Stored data
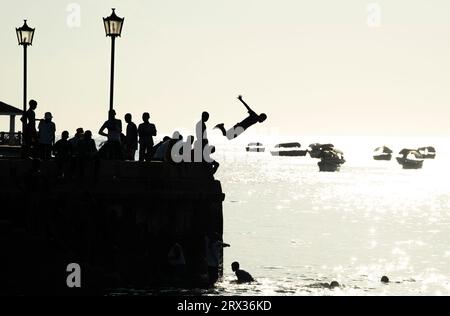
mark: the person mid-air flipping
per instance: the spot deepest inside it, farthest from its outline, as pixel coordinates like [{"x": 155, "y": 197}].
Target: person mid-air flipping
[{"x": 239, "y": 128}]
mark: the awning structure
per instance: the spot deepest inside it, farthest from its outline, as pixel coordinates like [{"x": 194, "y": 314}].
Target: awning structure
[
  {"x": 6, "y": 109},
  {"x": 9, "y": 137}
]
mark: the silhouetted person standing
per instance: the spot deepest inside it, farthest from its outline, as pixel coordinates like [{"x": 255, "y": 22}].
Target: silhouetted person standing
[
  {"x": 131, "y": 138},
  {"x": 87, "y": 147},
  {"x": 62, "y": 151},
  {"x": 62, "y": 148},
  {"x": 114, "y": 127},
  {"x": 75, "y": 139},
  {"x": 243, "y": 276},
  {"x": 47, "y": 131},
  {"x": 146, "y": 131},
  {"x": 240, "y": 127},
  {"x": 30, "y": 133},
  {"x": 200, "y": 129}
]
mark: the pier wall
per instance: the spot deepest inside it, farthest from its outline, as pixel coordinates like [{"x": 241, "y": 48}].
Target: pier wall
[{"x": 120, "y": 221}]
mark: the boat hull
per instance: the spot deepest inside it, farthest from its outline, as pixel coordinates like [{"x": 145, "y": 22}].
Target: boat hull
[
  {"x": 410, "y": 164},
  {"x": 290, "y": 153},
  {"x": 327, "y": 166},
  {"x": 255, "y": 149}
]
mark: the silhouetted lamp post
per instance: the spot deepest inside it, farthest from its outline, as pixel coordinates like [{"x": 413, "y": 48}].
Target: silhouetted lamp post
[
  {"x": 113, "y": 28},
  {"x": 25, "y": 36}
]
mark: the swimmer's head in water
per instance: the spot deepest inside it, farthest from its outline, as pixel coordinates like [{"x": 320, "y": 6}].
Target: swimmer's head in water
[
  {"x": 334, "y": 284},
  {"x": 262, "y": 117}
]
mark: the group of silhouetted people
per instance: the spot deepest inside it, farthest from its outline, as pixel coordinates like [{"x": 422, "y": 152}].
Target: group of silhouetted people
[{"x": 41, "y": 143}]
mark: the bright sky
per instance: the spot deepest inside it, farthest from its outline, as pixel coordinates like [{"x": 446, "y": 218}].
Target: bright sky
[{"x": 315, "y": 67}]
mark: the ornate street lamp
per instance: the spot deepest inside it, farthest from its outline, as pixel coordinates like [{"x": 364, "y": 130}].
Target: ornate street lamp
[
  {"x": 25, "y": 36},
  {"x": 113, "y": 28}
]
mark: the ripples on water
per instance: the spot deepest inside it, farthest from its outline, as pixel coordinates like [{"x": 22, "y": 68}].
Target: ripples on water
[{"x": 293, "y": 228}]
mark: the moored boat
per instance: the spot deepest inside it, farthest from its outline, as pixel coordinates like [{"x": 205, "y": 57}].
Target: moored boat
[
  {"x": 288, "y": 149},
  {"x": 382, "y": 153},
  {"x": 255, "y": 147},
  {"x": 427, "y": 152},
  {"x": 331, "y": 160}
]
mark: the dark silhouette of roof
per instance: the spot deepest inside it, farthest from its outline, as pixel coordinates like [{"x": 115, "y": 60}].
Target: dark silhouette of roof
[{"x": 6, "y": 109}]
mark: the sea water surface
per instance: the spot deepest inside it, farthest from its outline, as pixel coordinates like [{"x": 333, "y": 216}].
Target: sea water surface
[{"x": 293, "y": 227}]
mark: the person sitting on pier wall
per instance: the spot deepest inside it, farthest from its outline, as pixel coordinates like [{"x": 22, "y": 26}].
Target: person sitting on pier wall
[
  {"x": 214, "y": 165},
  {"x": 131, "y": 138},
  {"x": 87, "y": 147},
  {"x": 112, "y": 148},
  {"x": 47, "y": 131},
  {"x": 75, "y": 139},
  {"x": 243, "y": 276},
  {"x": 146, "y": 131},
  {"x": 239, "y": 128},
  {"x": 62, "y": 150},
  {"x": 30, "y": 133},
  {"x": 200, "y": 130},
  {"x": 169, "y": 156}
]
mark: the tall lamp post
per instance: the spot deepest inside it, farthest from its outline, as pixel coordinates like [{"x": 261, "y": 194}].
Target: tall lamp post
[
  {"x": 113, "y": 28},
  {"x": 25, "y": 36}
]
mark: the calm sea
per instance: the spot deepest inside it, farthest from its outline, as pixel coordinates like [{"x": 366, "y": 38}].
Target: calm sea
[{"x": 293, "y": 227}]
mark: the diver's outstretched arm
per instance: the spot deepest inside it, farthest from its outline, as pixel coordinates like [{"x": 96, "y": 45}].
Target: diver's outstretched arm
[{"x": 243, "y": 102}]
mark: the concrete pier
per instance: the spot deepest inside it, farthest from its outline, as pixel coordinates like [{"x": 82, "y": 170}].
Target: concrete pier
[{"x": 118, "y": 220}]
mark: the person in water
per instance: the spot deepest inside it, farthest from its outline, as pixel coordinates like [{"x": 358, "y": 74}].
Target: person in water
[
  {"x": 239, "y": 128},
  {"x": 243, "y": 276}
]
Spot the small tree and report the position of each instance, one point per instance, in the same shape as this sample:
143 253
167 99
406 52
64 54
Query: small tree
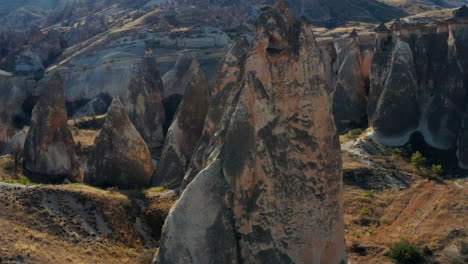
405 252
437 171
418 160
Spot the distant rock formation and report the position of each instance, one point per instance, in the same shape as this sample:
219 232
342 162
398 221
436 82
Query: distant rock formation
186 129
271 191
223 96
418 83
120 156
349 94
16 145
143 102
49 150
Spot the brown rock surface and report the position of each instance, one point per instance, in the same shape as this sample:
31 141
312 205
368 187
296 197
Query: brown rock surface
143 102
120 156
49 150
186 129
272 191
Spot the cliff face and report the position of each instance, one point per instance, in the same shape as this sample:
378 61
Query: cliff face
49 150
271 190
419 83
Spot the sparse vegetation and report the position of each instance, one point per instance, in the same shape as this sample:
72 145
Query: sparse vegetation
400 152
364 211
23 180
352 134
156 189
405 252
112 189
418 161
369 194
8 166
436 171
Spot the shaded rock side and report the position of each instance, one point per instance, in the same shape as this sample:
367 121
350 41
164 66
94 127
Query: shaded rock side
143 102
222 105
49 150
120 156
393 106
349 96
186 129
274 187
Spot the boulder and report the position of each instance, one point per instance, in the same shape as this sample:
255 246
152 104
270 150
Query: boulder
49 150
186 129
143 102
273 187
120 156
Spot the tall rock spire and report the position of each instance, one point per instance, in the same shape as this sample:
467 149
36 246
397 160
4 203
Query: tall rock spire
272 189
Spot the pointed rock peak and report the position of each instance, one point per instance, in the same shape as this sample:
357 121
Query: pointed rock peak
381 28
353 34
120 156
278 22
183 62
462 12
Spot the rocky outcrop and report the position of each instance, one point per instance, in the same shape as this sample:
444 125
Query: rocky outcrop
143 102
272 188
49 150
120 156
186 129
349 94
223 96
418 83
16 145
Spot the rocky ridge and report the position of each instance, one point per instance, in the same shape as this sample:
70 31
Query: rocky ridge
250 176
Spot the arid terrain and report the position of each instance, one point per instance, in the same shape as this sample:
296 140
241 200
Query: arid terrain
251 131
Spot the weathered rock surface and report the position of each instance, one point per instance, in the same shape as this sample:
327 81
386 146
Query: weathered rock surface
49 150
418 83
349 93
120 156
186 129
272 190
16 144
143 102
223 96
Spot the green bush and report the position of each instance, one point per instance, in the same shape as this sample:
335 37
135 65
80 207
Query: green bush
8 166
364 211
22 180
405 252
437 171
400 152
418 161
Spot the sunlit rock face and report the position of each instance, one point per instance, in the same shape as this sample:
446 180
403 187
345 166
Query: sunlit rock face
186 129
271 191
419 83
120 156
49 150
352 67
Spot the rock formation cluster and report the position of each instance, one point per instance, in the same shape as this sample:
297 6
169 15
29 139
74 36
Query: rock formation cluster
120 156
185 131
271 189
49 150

- _TASK TO CARRY OUT_
Please give again the lines above between the line holding "Target: swimmer's head in water" and the line holding "mark: the bright sky", inclusive, exactly as they are and with nothing added.

- _YOUR RESPONSE_
Target: swimmer's head in water
[
  {"x": 334, "y": 284},
  {"x": 262, "y": 117}
]
mark: the group of silhouetted people
per instance: the spot deepest inside it, farthest from its outline, as pixel coordinates like [{"x": 422, "y": 152}].
Target: group of silhouetted people
[{"x": 41, "y": 143}]
mark: the bright sky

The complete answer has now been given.